#### [SUPPLIED ENTRIES]
────

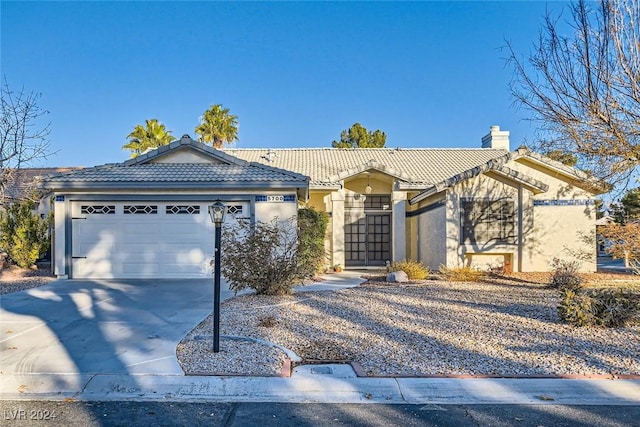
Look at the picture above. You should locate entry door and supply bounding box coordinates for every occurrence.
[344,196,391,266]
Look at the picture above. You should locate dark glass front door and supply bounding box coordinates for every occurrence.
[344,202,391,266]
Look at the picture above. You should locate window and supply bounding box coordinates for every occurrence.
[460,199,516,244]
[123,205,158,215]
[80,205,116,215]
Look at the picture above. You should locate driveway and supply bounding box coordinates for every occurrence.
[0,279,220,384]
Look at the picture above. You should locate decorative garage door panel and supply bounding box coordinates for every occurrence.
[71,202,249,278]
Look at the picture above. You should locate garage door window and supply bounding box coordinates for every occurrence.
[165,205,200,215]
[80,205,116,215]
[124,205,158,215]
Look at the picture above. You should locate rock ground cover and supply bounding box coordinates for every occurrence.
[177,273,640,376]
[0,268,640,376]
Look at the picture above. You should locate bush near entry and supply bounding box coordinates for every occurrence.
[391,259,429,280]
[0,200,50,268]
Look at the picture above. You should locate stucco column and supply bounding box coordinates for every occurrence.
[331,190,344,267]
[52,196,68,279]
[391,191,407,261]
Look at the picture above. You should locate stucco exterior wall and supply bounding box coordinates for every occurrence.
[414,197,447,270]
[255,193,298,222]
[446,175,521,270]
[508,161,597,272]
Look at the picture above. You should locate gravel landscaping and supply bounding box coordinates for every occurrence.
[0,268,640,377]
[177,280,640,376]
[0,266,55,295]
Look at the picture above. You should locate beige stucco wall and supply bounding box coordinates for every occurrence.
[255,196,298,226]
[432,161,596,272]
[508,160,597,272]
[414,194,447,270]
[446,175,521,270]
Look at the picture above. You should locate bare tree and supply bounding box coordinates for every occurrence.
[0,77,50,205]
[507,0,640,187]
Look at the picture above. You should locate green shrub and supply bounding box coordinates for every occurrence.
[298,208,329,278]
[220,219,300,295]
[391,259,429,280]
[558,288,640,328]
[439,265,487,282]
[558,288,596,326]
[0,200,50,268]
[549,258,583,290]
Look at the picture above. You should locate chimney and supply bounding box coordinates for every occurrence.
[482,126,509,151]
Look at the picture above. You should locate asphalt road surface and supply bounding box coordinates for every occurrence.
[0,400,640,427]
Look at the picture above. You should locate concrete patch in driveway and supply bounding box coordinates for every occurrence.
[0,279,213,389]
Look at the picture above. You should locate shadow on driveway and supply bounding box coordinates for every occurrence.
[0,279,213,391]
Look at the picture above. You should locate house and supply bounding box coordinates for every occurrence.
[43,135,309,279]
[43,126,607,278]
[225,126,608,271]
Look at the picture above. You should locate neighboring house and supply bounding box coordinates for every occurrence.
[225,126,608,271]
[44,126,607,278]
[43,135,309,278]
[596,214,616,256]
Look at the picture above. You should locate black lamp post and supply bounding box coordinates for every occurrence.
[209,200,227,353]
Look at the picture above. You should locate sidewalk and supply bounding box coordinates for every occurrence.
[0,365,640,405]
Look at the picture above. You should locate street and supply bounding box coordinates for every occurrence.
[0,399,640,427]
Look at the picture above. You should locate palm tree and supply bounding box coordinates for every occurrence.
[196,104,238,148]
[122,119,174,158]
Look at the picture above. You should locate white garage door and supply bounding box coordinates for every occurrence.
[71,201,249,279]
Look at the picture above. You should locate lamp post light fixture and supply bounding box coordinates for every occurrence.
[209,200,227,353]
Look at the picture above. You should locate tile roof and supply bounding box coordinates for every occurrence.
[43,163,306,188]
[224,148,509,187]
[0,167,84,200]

────

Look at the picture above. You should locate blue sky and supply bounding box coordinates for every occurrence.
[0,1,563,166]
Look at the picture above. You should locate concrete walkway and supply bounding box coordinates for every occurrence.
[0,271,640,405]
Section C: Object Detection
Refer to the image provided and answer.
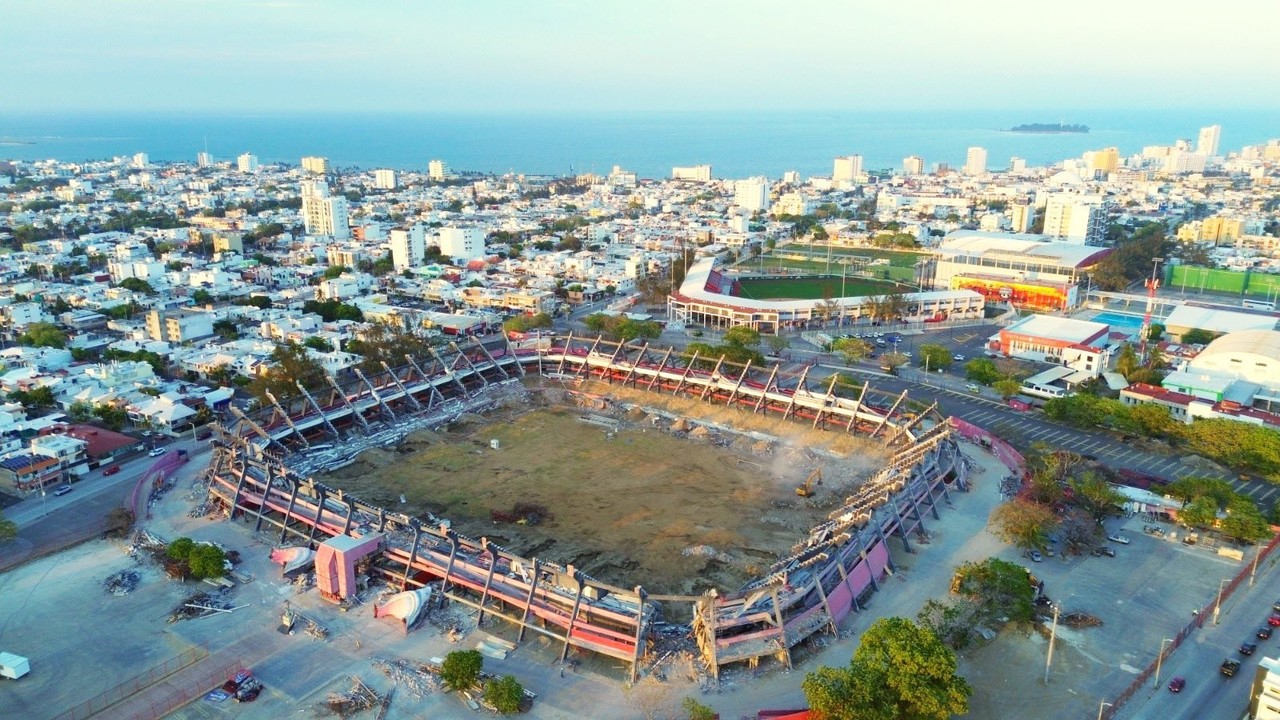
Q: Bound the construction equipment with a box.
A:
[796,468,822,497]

────

Rewrite the material from the line that contains "Look at the picture above. You should locate shadow" through the line that contains "[0,365,640,405]", keeping the requests. Multiply each bounding box coordinate in the answers by 0.55 and round it to a whole number, with halves rounded up.

Look at the picture above. You should locate shadow on driveway and supply bounding box coordinates for every occurrence.
[0,153,117,215]
Look at the picture above. You should locate house and supply bounding box coordinates for every occurrence.
[24,74,170,153]
[24,69,334,153]
[124,69,334,149]
Look at the picture above. You should locate neighboring house and supply bounding box coordinates for every occurrence.
[124,69,334,149]
[24,69,334,153]
[24,74,170,153]
[328,118,339,141]
Look at the picture above. You should locate black lamp post and supply bounding box coordinates for every occurrence.
[115,110,125,194]
Look at the picture above. You should locate sidewalk and supply bounding box coordinates for every occurrence.
[0,201,352,223]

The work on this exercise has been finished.